Instructions to follow: Write out every one of the lines below word for word, changing no character.

---------- Supplied records ----------

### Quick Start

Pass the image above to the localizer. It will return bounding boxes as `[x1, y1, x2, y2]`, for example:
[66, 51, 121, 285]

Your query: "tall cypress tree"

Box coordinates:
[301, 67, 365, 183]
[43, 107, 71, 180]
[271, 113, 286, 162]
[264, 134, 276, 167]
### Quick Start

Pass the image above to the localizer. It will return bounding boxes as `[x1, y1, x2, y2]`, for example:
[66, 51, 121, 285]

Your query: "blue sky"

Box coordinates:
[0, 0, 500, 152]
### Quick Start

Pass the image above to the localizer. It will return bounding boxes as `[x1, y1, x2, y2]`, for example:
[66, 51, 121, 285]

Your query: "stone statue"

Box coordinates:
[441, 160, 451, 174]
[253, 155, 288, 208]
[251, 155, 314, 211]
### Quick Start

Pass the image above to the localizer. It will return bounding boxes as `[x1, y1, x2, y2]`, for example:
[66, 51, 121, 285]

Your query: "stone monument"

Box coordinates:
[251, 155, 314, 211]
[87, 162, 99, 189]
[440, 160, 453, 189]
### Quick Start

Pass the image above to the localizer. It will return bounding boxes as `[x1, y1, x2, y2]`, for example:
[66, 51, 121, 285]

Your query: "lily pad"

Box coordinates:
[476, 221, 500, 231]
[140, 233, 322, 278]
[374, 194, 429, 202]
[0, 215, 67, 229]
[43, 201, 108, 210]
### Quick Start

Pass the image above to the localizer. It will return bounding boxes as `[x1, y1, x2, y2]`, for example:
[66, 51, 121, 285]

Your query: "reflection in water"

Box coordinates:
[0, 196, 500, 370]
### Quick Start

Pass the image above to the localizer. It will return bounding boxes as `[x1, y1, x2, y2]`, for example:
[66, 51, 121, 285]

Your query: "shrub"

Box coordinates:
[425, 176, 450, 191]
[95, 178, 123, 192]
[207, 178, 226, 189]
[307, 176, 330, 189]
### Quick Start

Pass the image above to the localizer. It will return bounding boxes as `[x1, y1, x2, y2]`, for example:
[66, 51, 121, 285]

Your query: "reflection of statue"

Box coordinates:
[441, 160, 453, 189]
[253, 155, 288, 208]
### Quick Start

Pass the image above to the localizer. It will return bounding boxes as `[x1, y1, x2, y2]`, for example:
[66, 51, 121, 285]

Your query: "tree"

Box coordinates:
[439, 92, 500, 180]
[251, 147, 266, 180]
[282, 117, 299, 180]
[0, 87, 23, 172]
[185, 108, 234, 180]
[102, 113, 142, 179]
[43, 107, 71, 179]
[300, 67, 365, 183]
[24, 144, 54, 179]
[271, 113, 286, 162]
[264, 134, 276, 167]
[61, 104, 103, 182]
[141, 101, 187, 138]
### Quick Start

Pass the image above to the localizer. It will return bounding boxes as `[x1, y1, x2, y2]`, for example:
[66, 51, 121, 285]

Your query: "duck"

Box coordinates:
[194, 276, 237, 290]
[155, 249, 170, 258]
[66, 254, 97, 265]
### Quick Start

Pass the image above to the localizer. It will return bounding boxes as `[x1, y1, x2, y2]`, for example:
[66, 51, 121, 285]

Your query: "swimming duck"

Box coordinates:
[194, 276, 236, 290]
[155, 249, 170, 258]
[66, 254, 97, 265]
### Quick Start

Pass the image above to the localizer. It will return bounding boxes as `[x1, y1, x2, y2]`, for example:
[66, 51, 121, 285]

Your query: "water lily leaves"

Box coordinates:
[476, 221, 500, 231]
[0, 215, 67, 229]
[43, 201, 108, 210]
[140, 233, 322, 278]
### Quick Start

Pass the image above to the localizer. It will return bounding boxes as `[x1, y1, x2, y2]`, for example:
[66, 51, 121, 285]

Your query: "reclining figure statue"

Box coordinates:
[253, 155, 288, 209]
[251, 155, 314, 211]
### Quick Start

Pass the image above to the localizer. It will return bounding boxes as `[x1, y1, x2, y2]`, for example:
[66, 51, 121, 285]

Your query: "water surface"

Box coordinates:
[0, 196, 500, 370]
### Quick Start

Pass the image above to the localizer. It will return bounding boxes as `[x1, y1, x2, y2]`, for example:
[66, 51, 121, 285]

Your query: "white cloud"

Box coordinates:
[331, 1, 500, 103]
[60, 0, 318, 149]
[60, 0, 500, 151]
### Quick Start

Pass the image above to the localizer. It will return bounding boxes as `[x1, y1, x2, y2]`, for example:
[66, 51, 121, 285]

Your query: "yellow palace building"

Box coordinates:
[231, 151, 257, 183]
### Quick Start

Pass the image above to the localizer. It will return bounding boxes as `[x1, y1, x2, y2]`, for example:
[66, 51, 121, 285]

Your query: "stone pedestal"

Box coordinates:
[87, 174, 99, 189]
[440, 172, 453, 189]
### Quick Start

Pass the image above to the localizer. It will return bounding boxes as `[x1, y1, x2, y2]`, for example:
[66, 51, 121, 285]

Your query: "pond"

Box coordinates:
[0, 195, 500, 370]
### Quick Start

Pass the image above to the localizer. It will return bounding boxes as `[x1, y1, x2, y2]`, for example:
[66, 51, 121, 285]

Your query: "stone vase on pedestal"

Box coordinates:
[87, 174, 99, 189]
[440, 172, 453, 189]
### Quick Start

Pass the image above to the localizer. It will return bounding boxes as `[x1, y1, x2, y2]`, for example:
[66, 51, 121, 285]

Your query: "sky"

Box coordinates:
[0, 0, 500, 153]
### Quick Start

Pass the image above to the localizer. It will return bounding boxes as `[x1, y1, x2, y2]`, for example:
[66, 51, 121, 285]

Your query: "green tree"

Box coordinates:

----------

Result for this task:
### Quick Start

Pass the image above to the localizer. It will return bounding boxes as `[x1, y1, x2, y2]`, for example:
[66, 51, 121, 285]

Your query: "tall cypress tree"

Box coordinates:
[301, 67, 365, 183]
[43, 107, 71, 180]
[271, 113, 286, 162]
[264, 134, 276, 167]
### Quick Start

Pass the image above to the localizer. It will return bounding boxes as `[x1, y1, x2, y2]`, for example:
[66, 51, 121, 285]

Your query: "blue sky"

Box coordinates:
[0, 0, 500, 152]
### Quick Start

Pass the image above to the localizer. It will return bounding boxes as `[x1, y1, x2, y2]`, for example:
[66, 51, 121, 285]

Your query: "stone statue"

Box coordinates:
[441, 160, 451, 174]
[253, 155, 288, 208]
[251, 155, 314, 211]
### Quick Start

Pass the image above to the localizer. It will return bounding boxes as `[x1, y1, x2, y2]`, for example:
[66, 51, 121, 285]

Your query: "stone monument"

Box coordinates:
[251, 155, 314, 211]
[87, 162, 99, 189]
[440, 160, 453, 189]
### Quick Start

Pass the image above to the localizer. It will return bounding boxes as `[x1, y1, x2, y2]`, for example:
[66, 51, 121, 285]

Your query: "lily pad"

Box coordinates:
[476, 221, 500, 231]
[140, 233, 322, 278]
[374, 194, 429, 202]
[0, 215, 67, 229]
[43, 201, 108, 210]
### Quick Start

Pass the image above to the localizer. It will return bounding boxes as `[x1, y1, x2, y2]`, for example:
[66, 51, 121, 285]

Your query: "reflection in water"

Box coordinates:
[0, 196, 500, 370]
### Quick Start

Pass the image above to the localizer. It will return bounding boxes as `[x1, y1, x2, y2]`, for example:
[66, 51, 121, 285]

Your query: "shrub"

Box coordinates:
[425, 176, 450, 191]
[95, 178, 123, 192]
[207, 178, 226, 189]
[307, 176, 330, 189]
### Quick Start

Pass the image above to the localizer. It will return bounding boxes as `[x1, y1, x2, y2]`, for example:
[66, 51, 121, 285]

Your query: "reflection of statue"

Box coordinates:
[441, 160, 453, 189]
[253, 155, 288, 208]
### Quick Start

Pass the image above to the localizer. It will return bounding boxes as `[x1, y1, x2, y2]`, for example:
[66, 51, 121, 285]

Your query: "tree"

Box coordinates:
[439, 92, 500, 180]
[251, 147, 266, 180]
[282, 117, 299, 180]
[0, 87, 23, 172]
[185, 108, 234, 180]
[102, 113, 142, 179]
[43, 107, 71, 179]
[300, 67, 365, 183]
[24, 144, 54, 179]
[271, 113, 286, 162]
[264, 134, 276, 167]
[61, 104, 103, 182]
[141, 101, 187, 138]
### Quick Start

Pass the image above to the localizer. It will return bounding boxes as `[x1, y1, x2, y2]`, for example:
[66, 51, 121, 285]

Your query: "duck"

Box coordinates:
[194, 276, 237, 290]
[155, 249, 170, 258]
[66, 254, 97, 265]
### Quick Start

Pass the image above to the localizer. It will return bounding boxes as `[x1, y1, x2, y2]`, for example:
[66, 51, 121, 285]

Your query: "swimming duck"

Box coordinates:
[194, 276, 236, 290]
[155, 249, 170, 258]
[66, 254, 97, 265]
### Quick Start

Pass the image above to the localizer. It will return bounding boxes as `[x1, y1, x2, y2]`, for example:
[66, 51, 121, 285]

Your query: "water lily leaves"

Box coordinates:
[476, 221, 500, 231]
[0, 215, 67, 229]
[43, 201, 108, 210]
[140, 233, 322, 278]
### Quick Start

Pass the image above to the localizer. It will return bounding boxes as `[x1, y1, x2, y2]`, for example:
[66, 51, 121, 285]

Your query: "reclining figure statue"

Box coordinates:
[253, 155, 288, 209]
[251, 155, 314, 211]
### Quick Start

Pass the image above to the localizer. It will return bounding boxes as `[x1, y1, x2, y2]`, for example:
[66, 51, 121, 285]

Your query: "water surface"

Box coordinates:
[0, 196, 500, 370]
### Quick Start

Pass the image above to the localizer. It will return bounding boxes as `[x1, y1, x2, y2]`, for example:
[66, 51, 121, 285]

Your query: "white cloud"

Box coordinates:
[331, 1, 500, 103]
[60, 0, 318, 149]
[60, 0, 500, 151]
### Quick Start

Pass the image above to the localizer. It will return bounding boxes as `[x1, y1, x2, y2]`, for example:
[66, 51, 121, 285]

Your query: "yellow palace building"

Box coordinates:
[231, 151, 257, 183]
### Quick Start

Pass the image above to the localizer. It will return bounding boxes as `[x1, y1, x2, y2]`, for example:
[66, 51, 121, 285]

Your query: "stone pedestal"

Box coordinates:
[87, 174, 99, 189]
[440, 172, 453, 189]
### Quick Start

Pass the image above to the localizer. It will return bounding boxes as `[x1, y1, x2, y2]`, for example:
[66, 51, 121, 285]

Your query: "pond"

Box coordinates:
[0, 195, 500, 370]
### Quick Start

Pass the image above to the localizer. It will return bounding boxes as `[x1, y1, x2, y2]`, for example:
[66, 51, 121, 285]

Your query: "stone vase on pedestal"

Box coordinates:
[87, 174, 99, 189]
[440, 172, 453, 189]
### Quick Start

Pass the image above to the localizer. It will return bounding boxes as `[x1, y1, x2, y2]`, for example:
[66, 51, 121, 285]

Your query: "sky"

Box coordinates:
[0, 0, 500, 153]
### Quick Start

Pass the image above to the localizer. It will return bounding boxes as `[x1, y1, x2, y2]`, for example:
[66, 51, 121, 285]

Your query: "green tree"

Box coordinates:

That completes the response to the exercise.